Entries shown start
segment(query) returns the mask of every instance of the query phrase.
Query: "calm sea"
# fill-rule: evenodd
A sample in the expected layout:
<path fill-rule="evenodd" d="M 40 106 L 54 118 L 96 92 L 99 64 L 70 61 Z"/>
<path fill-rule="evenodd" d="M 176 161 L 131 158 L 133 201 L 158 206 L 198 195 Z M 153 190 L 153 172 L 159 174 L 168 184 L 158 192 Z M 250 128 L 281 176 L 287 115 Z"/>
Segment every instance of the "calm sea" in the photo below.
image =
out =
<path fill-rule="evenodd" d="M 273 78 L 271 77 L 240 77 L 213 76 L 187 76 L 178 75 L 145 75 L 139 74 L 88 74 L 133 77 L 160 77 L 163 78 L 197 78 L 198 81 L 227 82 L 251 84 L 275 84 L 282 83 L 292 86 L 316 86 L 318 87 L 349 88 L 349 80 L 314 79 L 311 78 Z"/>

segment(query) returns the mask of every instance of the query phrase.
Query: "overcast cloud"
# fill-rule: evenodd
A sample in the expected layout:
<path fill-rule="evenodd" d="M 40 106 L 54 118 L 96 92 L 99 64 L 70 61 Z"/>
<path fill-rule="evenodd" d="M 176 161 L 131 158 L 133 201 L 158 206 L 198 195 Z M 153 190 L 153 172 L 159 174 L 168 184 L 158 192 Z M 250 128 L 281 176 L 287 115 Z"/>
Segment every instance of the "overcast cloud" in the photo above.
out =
Entries shown end
Output all of the data above again, line for line and unchanged.

segment(query) returns the mask of every instance of the query phrase.
Query: "calm sea"
# fill-rule: evenodd
A sample in the expected layout:
<path fill-rule="evenodd" d="M 40 106 L 54 118 L 96 92 L 99 64 L 70 61 Z"/>
<path fill-rule="evenodd" d="M 176 161 L 131 158 L 133 201 L 158 206 L 198 195 Z M 153 190 L 153 172 L 159 174 L 168 184 L 158 192 Z M 250 128 L 281 176 L 287 115 Z"/>
Segment every instance of the "calm sea" in the photo below.
image =
out =
<path fill-rule="evenodd" d="M 273 78 L 271 77 L 240 77 L 213 76 L 187 76 L 178 75 L 145 75 L 139 74 L 88 74 L 133 77 L 160 77 L 163 78 L 197 78 L 198 81 L 227 82 L 251 84 L 275 84 L 282 83 L 292 86 L 316 86 L 318 87 L 349 88 L 349 80 L 314 79 L 311 78 Z"/>

segment(query) returns the mask of every instance of the query phrase.
Query: "overcast cloud"
# fill-rule: evenodd
A sample in the expected layout:
<path fill-rule="evenodd" d="M 40 106 L 54 118 L 96 92 L 99 64 L 70 61 Z"/>
<path fill-rule="evenodd" d="M 176 161 L 131 158 L 133 201 L 158 206 L 198 195 Z M 153 190 L 153 172 L 159 174 L 168 184 L 158 192 Z M 250 128 L 281 176 L 287 115 Z"/>
Segment every instance of the "overcast cloud" in the photo above.
out =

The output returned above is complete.